======== BRANO ========

Ci si chiede: Erode era già d’accordo con Erodiade sull’idea di far ballare Salomé e sul finale tragico del banchetto, oppure non aveva considerato l’eventualità che Erodiade potesse approfittare del suo giuramento “pubblico” al di là delle sue aspettative? Detto altrimenti: dietro questo episodio vi è stata una regia o tutto è avvenuto casualmente? Allo stato attuale delle fonti, nessuno è in grado di rispondere a questa domanda.

Facendo il giuramento Erode aveva messo alla prova la fiducia dei commensali nei suoi confronti, poiché se il suo matrimonio fosse fallito, la metà del suo regno sarebbe finita in mani estranee. Erodiade però fa di più: mette alla prova Erode di fronte a tutti. Egli infatti deve dimostrare che, se è veramente disposto a cedere la metà del regno, dev’essere altresì disposto a cedere ogni altra cosa che appartenga al suo regno, inclusa la testa del Battista.

======== DATI GREZZI ========

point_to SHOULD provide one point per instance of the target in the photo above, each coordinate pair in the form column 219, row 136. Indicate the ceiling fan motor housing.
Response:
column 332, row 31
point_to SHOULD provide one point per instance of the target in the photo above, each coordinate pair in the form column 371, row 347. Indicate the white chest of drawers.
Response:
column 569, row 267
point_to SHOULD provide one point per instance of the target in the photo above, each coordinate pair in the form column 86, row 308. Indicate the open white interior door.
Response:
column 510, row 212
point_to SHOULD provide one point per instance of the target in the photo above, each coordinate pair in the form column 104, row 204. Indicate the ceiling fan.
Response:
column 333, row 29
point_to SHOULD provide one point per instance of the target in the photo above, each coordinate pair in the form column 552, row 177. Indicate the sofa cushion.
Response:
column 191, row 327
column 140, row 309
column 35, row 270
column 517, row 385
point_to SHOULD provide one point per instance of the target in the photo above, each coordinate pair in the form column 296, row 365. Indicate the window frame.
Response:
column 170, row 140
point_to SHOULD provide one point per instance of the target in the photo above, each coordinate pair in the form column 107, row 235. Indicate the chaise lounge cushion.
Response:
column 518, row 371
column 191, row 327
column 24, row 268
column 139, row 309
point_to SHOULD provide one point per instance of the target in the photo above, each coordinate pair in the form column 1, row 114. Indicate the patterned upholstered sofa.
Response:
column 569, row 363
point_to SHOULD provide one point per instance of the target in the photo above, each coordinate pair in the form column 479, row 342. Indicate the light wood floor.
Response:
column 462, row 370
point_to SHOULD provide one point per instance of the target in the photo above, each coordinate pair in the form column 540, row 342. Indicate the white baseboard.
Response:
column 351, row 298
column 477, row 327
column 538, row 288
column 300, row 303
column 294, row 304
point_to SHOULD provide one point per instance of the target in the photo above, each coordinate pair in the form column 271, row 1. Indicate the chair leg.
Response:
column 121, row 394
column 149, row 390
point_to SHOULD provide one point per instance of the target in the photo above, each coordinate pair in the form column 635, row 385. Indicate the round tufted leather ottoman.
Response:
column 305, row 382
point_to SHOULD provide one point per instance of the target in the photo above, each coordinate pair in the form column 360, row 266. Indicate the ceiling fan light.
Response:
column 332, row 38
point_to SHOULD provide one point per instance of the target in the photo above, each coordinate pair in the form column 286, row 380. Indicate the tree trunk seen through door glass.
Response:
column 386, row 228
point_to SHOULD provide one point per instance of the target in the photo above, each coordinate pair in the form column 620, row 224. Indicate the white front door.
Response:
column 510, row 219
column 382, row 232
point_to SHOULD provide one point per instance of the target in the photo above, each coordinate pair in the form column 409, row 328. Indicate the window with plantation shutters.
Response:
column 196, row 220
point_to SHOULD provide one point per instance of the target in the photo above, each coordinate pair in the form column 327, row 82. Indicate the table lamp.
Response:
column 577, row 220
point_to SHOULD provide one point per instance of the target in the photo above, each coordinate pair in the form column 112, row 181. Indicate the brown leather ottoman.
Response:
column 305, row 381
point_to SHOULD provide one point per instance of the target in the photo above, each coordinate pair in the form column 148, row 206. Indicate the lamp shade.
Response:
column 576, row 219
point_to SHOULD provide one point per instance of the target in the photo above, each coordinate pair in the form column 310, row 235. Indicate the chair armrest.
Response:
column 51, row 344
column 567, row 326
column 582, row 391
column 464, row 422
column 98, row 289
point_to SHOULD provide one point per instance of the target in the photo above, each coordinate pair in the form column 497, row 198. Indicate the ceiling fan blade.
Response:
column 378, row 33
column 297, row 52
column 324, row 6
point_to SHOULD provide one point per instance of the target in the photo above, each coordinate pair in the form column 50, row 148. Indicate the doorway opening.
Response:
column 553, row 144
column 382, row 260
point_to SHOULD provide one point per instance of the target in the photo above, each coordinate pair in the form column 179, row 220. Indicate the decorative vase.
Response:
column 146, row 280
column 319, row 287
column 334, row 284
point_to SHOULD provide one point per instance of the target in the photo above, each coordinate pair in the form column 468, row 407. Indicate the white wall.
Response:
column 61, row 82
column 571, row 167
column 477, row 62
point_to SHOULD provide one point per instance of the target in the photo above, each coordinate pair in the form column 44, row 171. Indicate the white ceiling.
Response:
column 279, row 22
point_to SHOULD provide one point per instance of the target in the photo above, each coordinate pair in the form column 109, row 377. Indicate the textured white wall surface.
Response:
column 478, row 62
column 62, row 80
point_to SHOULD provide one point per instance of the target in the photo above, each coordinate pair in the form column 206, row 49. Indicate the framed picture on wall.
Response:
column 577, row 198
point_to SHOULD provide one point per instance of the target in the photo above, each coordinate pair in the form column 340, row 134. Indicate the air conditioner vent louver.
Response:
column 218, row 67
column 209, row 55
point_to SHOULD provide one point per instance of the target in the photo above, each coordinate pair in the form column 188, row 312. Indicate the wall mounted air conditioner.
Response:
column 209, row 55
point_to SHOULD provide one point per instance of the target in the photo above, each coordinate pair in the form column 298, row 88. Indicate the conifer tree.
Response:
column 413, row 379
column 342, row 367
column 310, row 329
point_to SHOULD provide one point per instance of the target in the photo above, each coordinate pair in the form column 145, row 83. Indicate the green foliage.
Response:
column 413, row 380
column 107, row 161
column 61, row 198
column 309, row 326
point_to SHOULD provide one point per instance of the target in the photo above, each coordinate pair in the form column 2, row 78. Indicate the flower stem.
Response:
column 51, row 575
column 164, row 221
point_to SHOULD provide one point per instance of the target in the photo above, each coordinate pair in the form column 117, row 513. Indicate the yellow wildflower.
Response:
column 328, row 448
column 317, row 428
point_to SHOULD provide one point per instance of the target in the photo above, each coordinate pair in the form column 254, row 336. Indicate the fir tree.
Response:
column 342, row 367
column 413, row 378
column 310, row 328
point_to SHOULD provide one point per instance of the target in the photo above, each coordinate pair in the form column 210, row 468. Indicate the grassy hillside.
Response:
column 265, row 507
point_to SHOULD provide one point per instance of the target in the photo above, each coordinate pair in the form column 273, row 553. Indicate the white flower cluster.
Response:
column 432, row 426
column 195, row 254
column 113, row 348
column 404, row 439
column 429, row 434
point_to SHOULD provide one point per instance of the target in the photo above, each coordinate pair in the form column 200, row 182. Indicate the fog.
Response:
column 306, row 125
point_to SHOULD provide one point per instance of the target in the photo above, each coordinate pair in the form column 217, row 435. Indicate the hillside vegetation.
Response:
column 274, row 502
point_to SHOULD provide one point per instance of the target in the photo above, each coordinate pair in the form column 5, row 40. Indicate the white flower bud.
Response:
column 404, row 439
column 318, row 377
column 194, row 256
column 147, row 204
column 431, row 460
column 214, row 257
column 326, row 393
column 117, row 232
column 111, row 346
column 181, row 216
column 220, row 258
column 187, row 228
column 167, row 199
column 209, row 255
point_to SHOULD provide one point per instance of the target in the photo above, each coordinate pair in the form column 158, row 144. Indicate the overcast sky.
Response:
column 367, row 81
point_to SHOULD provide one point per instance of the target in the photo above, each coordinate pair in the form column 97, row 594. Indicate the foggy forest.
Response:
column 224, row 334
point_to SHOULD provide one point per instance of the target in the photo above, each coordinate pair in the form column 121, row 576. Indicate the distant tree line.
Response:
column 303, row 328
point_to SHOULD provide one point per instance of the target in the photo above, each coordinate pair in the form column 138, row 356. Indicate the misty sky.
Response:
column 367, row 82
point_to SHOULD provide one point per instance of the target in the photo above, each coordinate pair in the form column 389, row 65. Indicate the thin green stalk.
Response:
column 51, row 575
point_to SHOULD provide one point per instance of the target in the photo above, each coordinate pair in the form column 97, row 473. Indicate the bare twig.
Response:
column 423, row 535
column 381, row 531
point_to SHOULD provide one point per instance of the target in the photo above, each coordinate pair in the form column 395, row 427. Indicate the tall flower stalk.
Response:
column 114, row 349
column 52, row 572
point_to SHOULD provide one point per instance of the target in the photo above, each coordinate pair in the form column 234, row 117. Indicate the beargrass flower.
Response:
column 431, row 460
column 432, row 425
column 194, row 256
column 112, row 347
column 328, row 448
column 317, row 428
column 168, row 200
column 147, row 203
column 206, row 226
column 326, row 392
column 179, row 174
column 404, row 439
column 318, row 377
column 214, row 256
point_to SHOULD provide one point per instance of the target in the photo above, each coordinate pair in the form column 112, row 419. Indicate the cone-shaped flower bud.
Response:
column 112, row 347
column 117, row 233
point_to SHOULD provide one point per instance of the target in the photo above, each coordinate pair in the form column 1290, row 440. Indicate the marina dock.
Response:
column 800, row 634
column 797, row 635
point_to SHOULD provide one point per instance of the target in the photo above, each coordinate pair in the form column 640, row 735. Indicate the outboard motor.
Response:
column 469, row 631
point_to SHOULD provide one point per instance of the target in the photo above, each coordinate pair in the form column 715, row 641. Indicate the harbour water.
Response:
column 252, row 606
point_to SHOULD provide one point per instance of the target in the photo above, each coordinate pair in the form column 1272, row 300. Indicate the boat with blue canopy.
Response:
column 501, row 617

========

ESERCIZI:
1 - Come si traduce in inglese questa frase del brano su Erode ed Erodiade: «Erodiade però fa di più: mette alla prova Erode di fronte a tutti.»?
2 - Riproduci tali e quali le righe delle voci: parti dalla prima riga delle voci e prosegui fino alla riga che contiene "column 462, row 370", compresa.
Il brano e le voci non hanno alcun legame tra loro.

SOLUZIONI:
1 - Herodias, however, goes further: she puts Herod to the test in front of everyone.

2 -
point_to SHOULD provide one point per instance of the target in the photo above, each coordinate pair in the form column 219, row 136. Indicate the ceiling fan motor housing.
Response:
column 332, row 31
point_to SHOULD provide one point per instance of the target in the photo above, each coordinate pair in the form column 371, row 347. Indicate the white chest of drawers.
Response:
column 569, row 267
point_to SHOULD provide one point per instance of the target in the photo above, each coordinate pair in the form column 86, row 308. Indicate the open white interior door.
Response:
column 510, row 212
point_to SHOULD provide one point per instance of the target in the photo above, each coordinate pair in the form column 104, row 204. Indicate the ceiling fan.
Response:
column 333, row 29
point_to SHOULD provide one point per instance of the target in the photo above, each coordinate pair in the form column 552, row 177. Indicate the sofa cushion.
Response:
column 191, row 327
column 140, row 309
column 35, row 270
column 517, row 385
point_to SHOULD provide one point per instance of the target in the photo above, each coordinate pair in the form column 296, row 365. Indicate the window frame.
Response:
column 170, row 140
point_to SHOULD provide one point per instance of the target in the photo above, each coordinate pair in the form column 107, row 235. Indicate the chaise lounge cushion.
Response:
column 518, row 371
column 191, row 327
column 24, row 268
column 139, row 309
point_to SHOULD provide one point per instance of the target in the photo above, each coordinate pair in the form column 1, row 114. Indicate the patterned upholstered sofa.
Response:
column 569, row 363
point_to SHOULD provide one point per instance of the target in the photo above, each coordinate pair in the form column 479, row 342. Indicate the light wood floor.
Response:
column 462, row 370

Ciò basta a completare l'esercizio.